Exercise aim:
Make an exact copy of the data below, leaving out every picture.

Recorded information:

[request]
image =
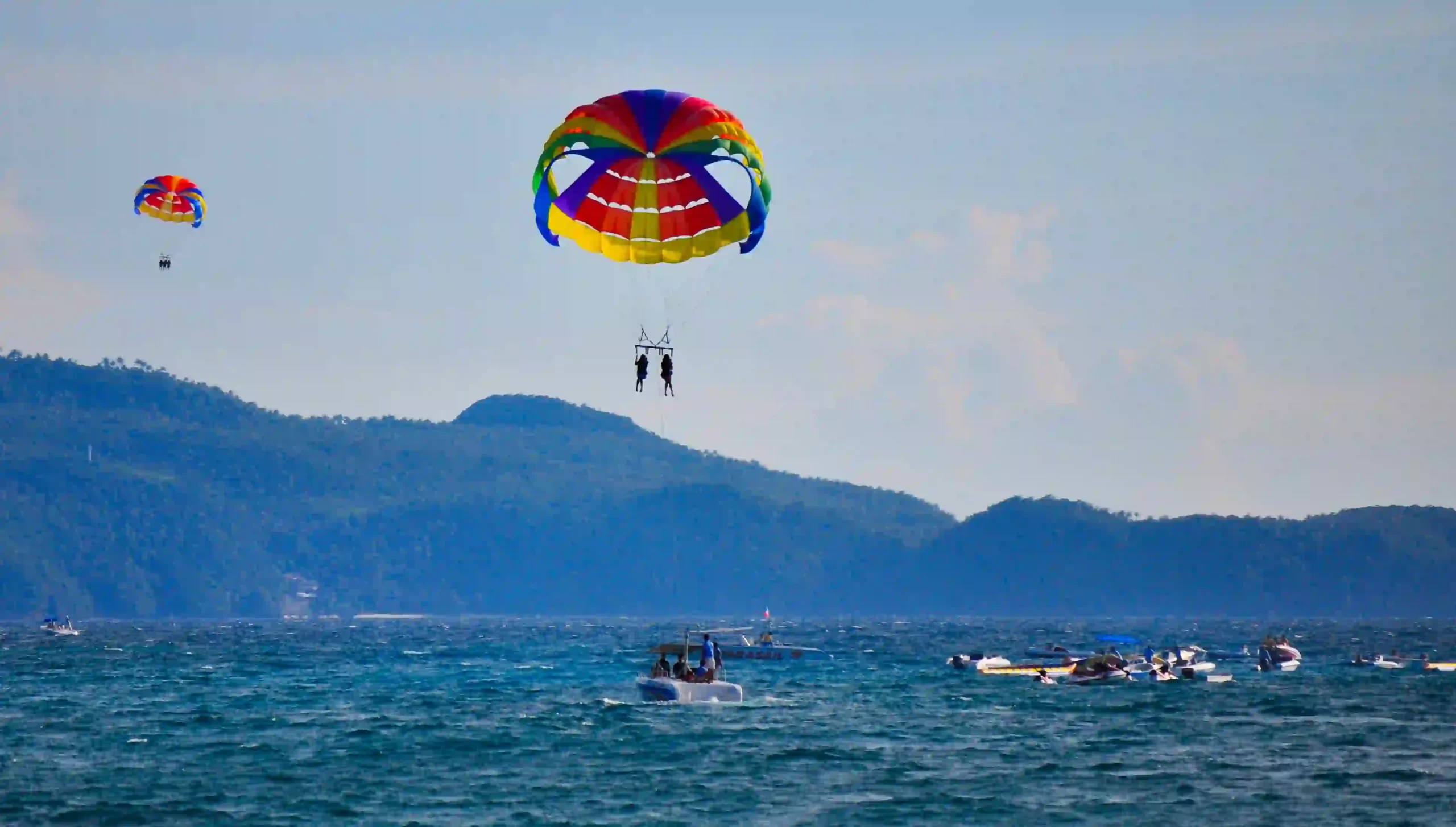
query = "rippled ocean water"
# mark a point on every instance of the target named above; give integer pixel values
(536, 721)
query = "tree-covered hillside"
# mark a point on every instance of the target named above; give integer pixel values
(126, 491)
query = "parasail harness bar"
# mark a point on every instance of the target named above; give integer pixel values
(646, 342)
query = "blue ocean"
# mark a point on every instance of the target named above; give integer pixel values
(537, 721)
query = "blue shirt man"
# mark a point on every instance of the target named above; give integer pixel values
(705, 664)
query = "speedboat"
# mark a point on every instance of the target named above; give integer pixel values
(667, 689)
(673, 690)
(978, 661)
(59, 628)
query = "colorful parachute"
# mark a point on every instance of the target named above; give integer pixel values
(648, 196)
(171, 199)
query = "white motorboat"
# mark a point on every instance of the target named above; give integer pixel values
(978, 661)
(673, 690)
(664, 686)
(60, 628)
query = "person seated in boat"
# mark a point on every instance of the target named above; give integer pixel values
(706, 663)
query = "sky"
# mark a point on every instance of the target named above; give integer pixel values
(1167, 258)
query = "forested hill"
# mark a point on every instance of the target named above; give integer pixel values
(126, 491)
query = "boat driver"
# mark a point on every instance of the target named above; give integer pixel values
(705, 666)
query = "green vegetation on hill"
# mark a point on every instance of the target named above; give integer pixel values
(196, 503)
(126, 491)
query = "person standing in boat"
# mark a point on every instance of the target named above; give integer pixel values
(706, 663)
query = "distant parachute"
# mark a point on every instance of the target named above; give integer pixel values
(648, 196)
(171, 199)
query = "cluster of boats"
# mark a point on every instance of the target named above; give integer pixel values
(1052, 663)
(1081, 667)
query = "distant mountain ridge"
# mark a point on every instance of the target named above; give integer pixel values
(126, 491)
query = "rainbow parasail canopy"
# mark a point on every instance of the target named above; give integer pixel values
(171, 199)
(648, 196)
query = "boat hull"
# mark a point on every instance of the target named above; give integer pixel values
(771, 653)
(669, 690)
(1095, 679)
(1023, 670)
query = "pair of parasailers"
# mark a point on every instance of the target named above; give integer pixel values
(667, 373)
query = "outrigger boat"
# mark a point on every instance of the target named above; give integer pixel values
(766, 648)
(1098, 669)
(1027, 670)
(1056, 651)
(59, 628)
(676, 690)
(1277, 656)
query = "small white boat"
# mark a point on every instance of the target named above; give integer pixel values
(664, 688)
(978, 661)
(60, 628)
(673, 690)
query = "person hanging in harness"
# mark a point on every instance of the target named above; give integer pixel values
(641, 363)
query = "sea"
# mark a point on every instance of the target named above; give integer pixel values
(537, 721)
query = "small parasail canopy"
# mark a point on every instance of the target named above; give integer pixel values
(171, 199)
(647, 196)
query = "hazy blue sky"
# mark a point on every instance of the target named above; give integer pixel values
(1167, 257)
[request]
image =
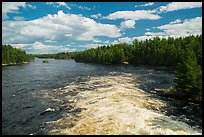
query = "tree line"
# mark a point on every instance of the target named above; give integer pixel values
(184, 54)
(11, 55)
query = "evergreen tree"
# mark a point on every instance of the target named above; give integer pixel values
(188, 82)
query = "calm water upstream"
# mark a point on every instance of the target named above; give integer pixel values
(25, 111)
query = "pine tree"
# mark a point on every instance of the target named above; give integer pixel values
(188, 82)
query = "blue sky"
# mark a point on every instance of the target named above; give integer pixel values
(52, 27)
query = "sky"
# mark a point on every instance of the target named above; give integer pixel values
(53, 27)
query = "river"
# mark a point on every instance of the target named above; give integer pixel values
(65, 97)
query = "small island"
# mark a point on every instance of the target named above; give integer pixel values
(14, 56)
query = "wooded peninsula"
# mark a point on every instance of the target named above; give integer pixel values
(183, 54)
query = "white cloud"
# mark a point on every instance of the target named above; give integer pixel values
(133, 15)
(127, 24)
(96, 16)
(59, 27)
(173, 6)
(11, 7)
(31, 6)
(18, 18)
(174, 29)
(84, 8)
(176, 21)
(88, 46)
(58, 4)
(145, 5)
(40, 48)
(125, 39)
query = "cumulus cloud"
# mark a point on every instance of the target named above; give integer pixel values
(127, 24)
(173, 6)
(40, 48)
(145, 5)
(11, 7)
(174, 29)
(59, 27)
(18, 18)
(133, 15)
(96, 16)
(58, 4)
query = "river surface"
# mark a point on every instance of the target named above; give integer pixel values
(36, 95)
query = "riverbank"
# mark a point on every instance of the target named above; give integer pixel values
(171, 93)
(113, 105)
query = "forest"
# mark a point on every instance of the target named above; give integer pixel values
(12, 55)
(183, 54)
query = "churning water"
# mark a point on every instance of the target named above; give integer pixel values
(65, 97)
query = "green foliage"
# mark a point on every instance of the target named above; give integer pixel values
(188, 82)
(184, 54)
(14, 55)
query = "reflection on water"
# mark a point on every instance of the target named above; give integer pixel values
(63, 96)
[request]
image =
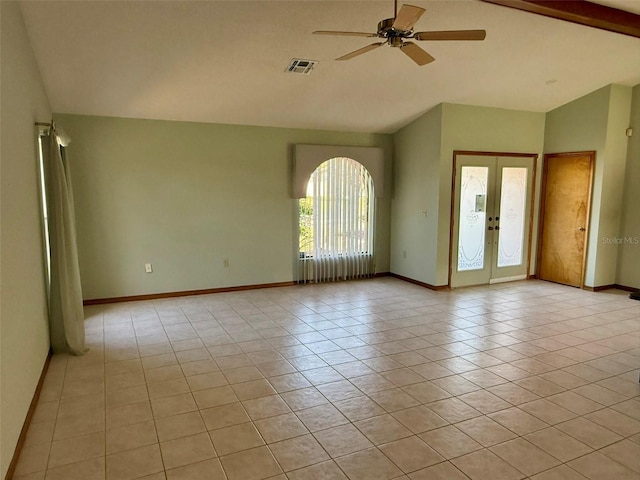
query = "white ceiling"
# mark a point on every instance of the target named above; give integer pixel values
(224, 61)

Output:
[request]
image =
query = "rippled ocean water"
# mark a point on every instance of the target named above; give integer pixel values
(536, 721)
query = "tree-covered hillside"
# mark a point on every instance of the target named above; give integer pixel values
(126, 491)
query = "parasail harness bar"
# mark a point on every instance of the target named above; give integer pixel values
(646, 342)
query = "blue ocean"
# mark a point on every instance of the target named above; give integer pixel values
(537, 721)
query = "blue shirt man"
# mark a point on every instance of the target named above; give integer pixel values
(705, 664)
query = "speedboat"
# mark a point on every instance of the target named above; give integer pixel values
(667, 689)
(673, 690)
(978, 661)
(59, 628)
query = "colorful parachute"
# mark a point on every instance of the target named above; give integer pixel values
(648, 196)
(171, 199)
query = "white motorboat"
# mark a point on every instance of the target named above; give integer pixel values
(978, 661)
(673, 690)
(664, 686)
(60, 628)
query = "person seated in boat"
# mark a point on every instance of the target named above; give integer pixel values
(706, 663)
query = "sky"
# mark a point on every instance of the target named above; give integer pixel values
(1167, 258)
query = "forested hill"
# mark a point on every instance of the target named above; give integer pixel values
(126, 491)
query = "boat driver"
# mark a point on every instance of the target named above; give integer pixel values
(705, 666)
query = "green vegetation on hill"
# mark a point on every instance of the target named above; give integer pixel values
(196, 503)
(126, 491)
query = "person standing in boat"
# mark a point on every instance of the target named above; give integer pixel values
(706, 663)
query = "distant parachute"
# mark a point on every instance of the target named above; give integer pixel values
(648, 196)
(171, 199)
query = "cluster of boats"
# mark a point on every instance of the target named above; give integer pixel values
(1052, 663)
(1081, 667)
query = "distant mountain ridge"
# mark a point on every instance of the target named above; give integer pixel values
(126, 491)
query = "rainbow parasail canopy"
# mark a point on every instance of the target named above; give integer pixel values
(171, 199)
(648, 196)
query = "boat hull"
# mark a point on every instance of the target named above; give integer pixel values
(771, 653)
(669, 690)
(1095, 679)
(1023, 670)
query = "pair of parasailers"
# mark a point on every instance of the target named above; give integer pixel values
(667, 373)
query = "outrigger boat"
# mark a point on every instance of the target named above; give integer pixel values
(766, 648)
(1098, 669)
(1027, 670)
(1056, 651)
(59, 628)
(676, 690)
(1277, 656)
query = "small white boat"
# mark a point on every instance of the target named above; give integer pixel values
(664, 688)
(978, 661)
(60, 628)
(673, 690)
query = "person hanging in harness"
# mark a point on every instance of the target named above; give integer pixel values
(641, 363)
query = "sea"
# mark a point on every instance of the target named above; give integer pixel values
(537, 721)
query = "small parasail canopy"
# mark a point on every instance of the target named above; give integer pixel values
(171, 199)
(647, 196)
query = "hazy blue sky"
# mark a point on every instance of the target named above; give integer pixel values
(1167, 257)
[request]
image =
query = "tree line"
# mark a point on every instance of the target named above; give integer pixel values
(184, 54)
(11, 55)
query = "evergreen tree"
# mark a point on every instance of the target named above; give integer pixel values
(188, 82)
query = "calm water upstream"
# mark a point on every instance of the target named above; give integer pixel values
(25, 111)
query = "pine tree"
# mark a point on every instance of the target named above; give integer pixel values
(188, 82)
query = "blue sky"
# mark a point on every instance of the target named above; give integer pixel values
(52, 27)
query = "sky"
# mark a point on every instance of the target named above; give integer pixel values
(53, 27)
query = "river"
# mark a point on every instance of the target named above; give integer pixel values
(65, 97)
query = "small island"
# mark a point on every instance of the target named above; give integer pixel values
(14, 56)
query = "wooded peninsula"
# mark a point on every instance of the target named above; give integer pixel values
(183, 54)
query = "white cloud"
# mark a point on every instance of the target named above; give integer pixel values
(133, 15)
(127, 24)
(96, 16)
(59, 27)
(173, 6)
(11, 7)
(31, 6)
(18, 18)
(174, 29)
(84, 8)
(176, 21)
(88, 46)
(58, 4)
(145, 5)
(40, 48)
(125, 39)
query = "cumulus cloud"
# mark a point on every instance of the target named above; give integer pixel values
(127, 24)
(173, 6)
(40, 48)
(145, 5)
(11, 7)
(174, 29)
(59, 27)
(18, 18)
(133, 15)
(96, 16)
(58, 4)
query = "river surface"
# mark a point on every instance of the target named above; give integer pixel values
(36, 95)
query = "riverbank"
# mark a point on every instance of the target named above; give integer pixel values
(171, 93)
(113, 105)
query = "forest"
# mark a point on every instance of the target named above; give integer pixel values
(12, 55)
(183, 54)
query = "churning water"
# mark a point on every instance of the target named above; give integer pixel values
(65, 97)
query = "green foliage"
# mark a point on every instance of the target named above; give integer pixel values
(188, 82)
(184, 54)
(14, 55)
query = "reflection on water"
# mark a point on every instance of the target named above; give integer pixel values
(63, 96)
[request]
image =
query = "white ceiling"
# mark a point on every instance of the target named above; give integer pixel values
(224, 61)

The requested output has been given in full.